Given text:
################

Coaching operates from the premise that “no matter how well prepared people are in their formative years, few can achieve and maintain their best performance on their own.”’
“The apostle Paul knew that we need coaches in living as Christians. Watch me, he said. And let me give you some pointers. We learn by seeing truth lived out and modeled. We learn by imitation. Some things are caught, not taught. Some things are caught and taught.”
The writer of Hebrews was led by the Holy Spirit to remind us that we need fellowship with people who believe the same way we do so that we can “hold tightly without wavering.”
“Let us hold tightly without wavering to the hope we affirm, for God can be trusted to keep his promise. Let us think of ways to motivate one another to acts of love and good works. And let us not neglect our meeting together, as some people do, but encourage one another, especially now that the day of his return is drawing near.” Hebrews 10:23-25 (NLT)
Just like learning to run is a process, following Jesus is a process. Nobody wakes up one morning and runs five kilometers without training. As Christians we grow closer to Jesus as we study and share our experience with others –almost never in isolation.
There are some things we just can’t completely learn by just reading about them. I thought of it this week as my mom and I made candy together.

################

Information shown:
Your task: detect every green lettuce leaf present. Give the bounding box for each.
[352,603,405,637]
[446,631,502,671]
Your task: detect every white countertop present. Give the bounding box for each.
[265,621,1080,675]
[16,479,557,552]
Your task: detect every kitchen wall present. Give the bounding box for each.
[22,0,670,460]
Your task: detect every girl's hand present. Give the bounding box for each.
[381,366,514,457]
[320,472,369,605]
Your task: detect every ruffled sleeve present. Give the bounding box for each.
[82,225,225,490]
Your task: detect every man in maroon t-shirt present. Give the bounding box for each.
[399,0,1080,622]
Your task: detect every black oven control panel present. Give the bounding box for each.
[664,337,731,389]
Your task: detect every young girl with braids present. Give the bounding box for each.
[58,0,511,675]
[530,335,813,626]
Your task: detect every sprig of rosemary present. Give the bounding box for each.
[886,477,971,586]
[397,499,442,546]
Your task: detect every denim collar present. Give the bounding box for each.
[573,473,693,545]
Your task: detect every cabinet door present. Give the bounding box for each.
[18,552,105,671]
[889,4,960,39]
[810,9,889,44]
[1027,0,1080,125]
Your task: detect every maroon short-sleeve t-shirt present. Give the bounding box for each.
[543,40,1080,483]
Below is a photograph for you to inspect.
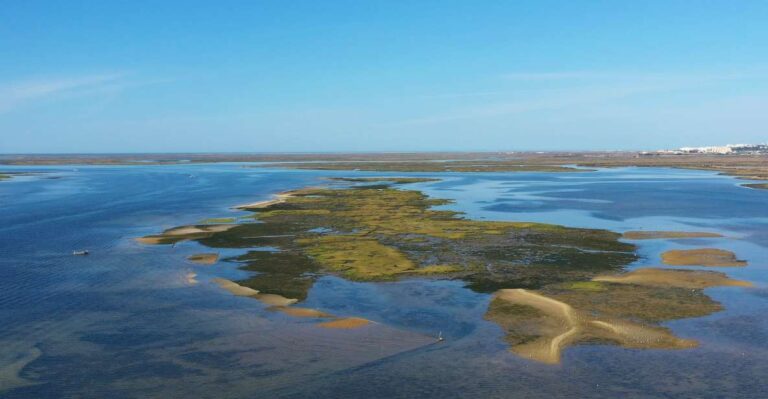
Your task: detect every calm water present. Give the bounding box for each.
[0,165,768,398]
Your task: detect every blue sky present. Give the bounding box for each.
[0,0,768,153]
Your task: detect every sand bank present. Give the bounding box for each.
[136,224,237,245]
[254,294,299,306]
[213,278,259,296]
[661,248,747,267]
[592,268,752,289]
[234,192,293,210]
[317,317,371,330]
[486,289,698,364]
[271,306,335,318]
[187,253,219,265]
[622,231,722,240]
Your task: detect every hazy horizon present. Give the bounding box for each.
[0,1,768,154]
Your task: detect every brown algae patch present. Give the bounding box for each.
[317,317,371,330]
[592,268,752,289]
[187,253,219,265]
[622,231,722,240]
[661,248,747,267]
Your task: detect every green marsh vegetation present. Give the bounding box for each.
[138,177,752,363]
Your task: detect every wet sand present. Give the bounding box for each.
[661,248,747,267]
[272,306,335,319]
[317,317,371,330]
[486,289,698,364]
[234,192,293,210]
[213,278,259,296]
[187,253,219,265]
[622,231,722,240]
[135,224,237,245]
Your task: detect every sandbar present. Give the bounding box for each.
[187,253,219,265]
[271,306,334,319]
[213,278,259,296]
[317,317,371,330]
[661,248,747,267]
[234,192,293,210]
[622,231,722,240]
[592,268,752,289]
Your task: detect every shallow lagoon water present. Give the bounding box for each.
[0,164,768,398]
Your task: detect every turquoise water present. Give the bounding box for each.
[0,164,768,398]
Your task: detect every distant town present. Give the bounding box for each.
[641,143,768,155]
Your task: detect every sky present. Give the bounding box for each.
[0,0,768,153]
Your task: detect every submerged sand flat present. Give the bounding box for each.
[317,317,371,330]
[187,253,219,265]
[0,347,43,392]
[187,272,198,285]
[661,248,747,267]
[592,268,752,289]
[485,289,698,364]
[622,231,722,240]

################

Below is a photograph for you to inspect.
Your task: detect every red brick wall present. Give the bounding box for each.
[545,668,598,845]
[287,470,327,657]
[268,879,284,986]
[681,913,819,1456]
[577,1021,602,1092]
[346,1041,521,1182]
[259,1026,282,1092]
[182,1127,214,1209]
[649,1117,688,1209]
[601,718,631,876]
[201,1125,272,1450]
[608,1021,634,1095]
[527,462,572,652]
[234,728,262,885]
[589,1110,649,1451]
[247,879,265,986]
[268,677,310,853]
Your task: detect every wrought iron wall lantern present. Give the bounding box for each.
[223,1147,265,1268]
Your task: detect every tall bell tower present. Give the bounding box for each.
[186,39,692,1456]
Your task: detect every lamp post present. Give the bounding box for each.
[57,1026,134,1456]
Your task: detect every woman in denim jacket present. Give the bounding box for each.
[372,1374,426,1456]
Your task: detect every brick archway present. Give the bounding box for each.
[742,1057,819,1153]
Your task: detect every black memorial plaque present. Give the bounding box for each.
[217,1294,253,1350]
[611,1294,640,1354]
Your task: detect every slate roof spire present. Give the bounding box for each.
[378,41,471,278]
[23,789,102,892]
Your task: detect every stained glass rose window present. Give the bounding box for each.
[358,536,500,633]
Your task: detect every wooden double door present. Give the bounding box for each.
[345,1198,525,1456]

################

Task list:
- 1) Please print the coaching passage word for word, starting at "Just like learning" and ending at "never in isolation.".
- 2) Which Bible verses does the coaching passage quote?
- 3) Go on with the coaching passage from where it stops.
The rows have nothing to do with the coaching passage.

Answers per task:
- 1)
Just like learning to run is a process, following Jesus is a process. Nobody wakes up one morning and runs five kilometers without training. As Christians we grow closer to Jesus as we study and share our experience with others –almost never in isolation.

- 2) Hebrews 10:23-25 (NLT)

- 3)
There’s something about candy like caramel and English toffee and divinity that goes beyond a recipe. It’s something that you have to learn by watching someone who has done it before and then practice while they watch you.
That’s how I believe being a Christian is. Jesus didn’t send His followers off to study the scriptures by themselves. He ate, slept, and lived with them for three and a half years. He talked to them and taught them and demonstrated to them the way that He wanted them to live. Then, Jesus’ disciples walked with, ate with, and taught the next generation of Christians and so on.
Don’t try to tough it out alone. This week, let’s pray that Jesus will show us each (if we don’t already have one) a mentor/friend/guide from whom we can learn to be better followers of Jesus, and someone we can encourage and walk beside as they grow into a more mature Christian.